From: Vinicius Costa Gomes <vinicius.gomes@intel.com>
To: brauner@kernel.org, amir73il@gmail.com, hu1.chen@intel.com
Cc: miklos@szeredi.hu, malini.bhandaru@intel.com,
tim.c.chen@intel.com, mikko.ylinen@intel.com,
lizhen.you@intel.com, linux-unionfs@vger.kernel.org,
linux-kernel@vger.kernel.org,
Vinicius Costa Gomes <vinicius.gomes@intel.com>
Subject: [RFC v2 0/4] overlayfs: Optimize override/revert creds
Date: Thu, 25 Jan 2024 15:57:19 -0800 [thread overview]
Message-ID: <20240125235723.39507-1-vinicius.gomes@intel.com> (raw)
Hi,
It was noticed that some workloads suffer from contention on
increasing/decrementing the ->usage counter in their credentials,
those refcount operations are associated with overriding/reverting the
current task credentials. (the linked thread adds more context)
In some specialized cases, overlayfs is one of them, the credentials
in question have a longer lifetime than the override/revert "critical
section". In the overlayfs case, the credentials are created when the
fs is mounted and destroyed when it's unmounted. In this case of long
lived credentials, the usage counter doesn't need to be
incremented/decremented.

----

**Aim**: Reproduce word for word the part of the overlayfs mailing list message that starts with "In some specialized" and ends with "incremented/decremented.".

**Raw data**:
----

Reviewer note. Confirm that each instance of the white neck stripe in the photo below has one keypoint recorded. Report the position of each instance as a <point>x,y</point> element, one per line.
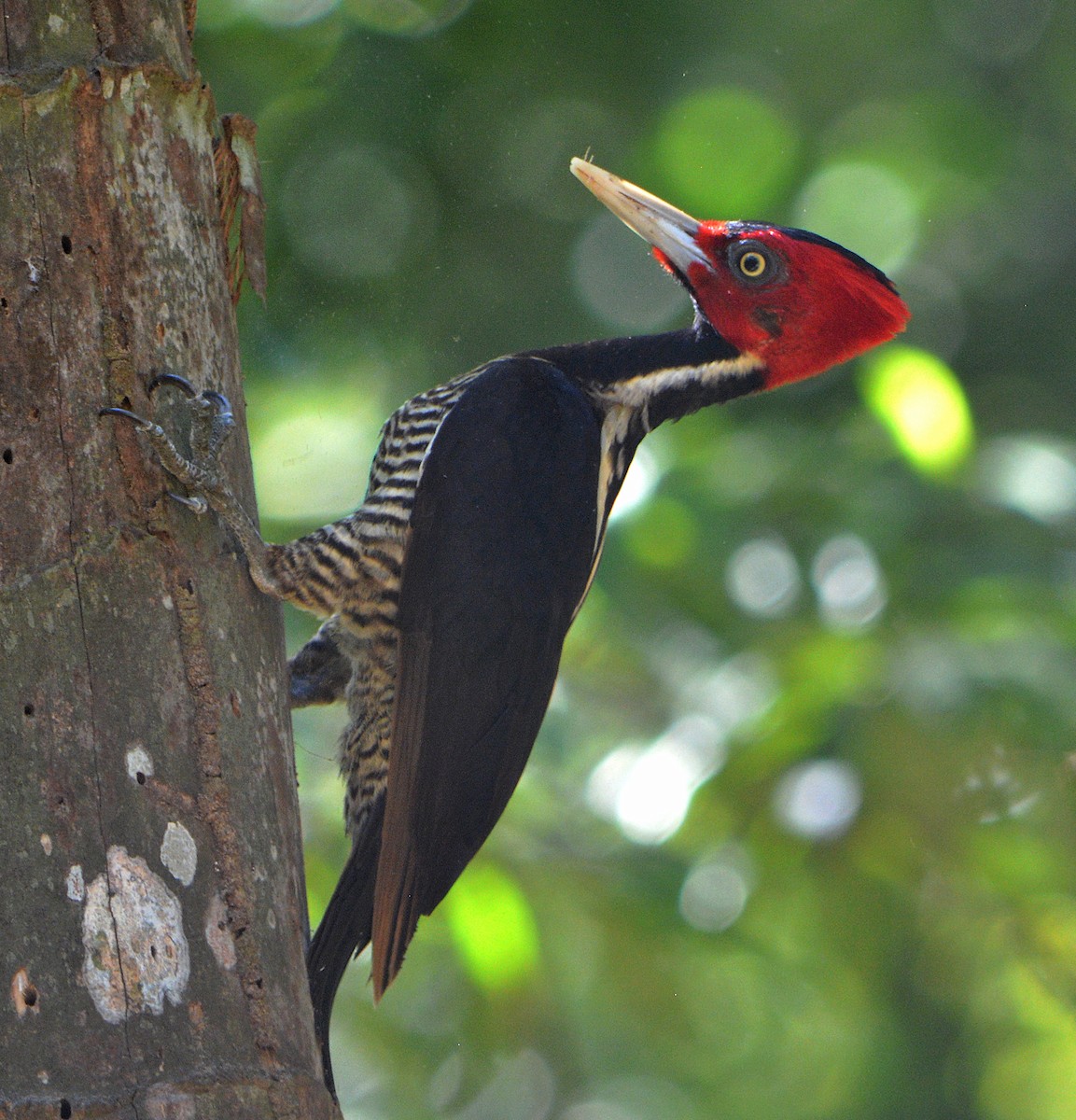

----

**Full response**:
In some specialized cases, overlayfs is one of them, the credentials
in question have a longer lifetime than the override/revert "critical
section". In the overlayfs case, the credentials are created when the
fs is mounted and destroyed when it's unmounted. In this case of long
lived credentials, the usage counter doesn't need to be
incremented/decremented.